### Aim
Locate each line in the entries below that contains the string "recessed", and copy those lines out.

### Information supplied
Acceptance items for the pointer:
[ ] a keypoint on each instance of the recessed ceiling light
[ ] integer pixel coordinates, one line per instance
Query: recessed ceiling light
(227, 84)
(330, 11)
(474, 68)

### Written solution
[ ] a keypoint on each instance of the recessed ceiling light
Query: recessed ceiling light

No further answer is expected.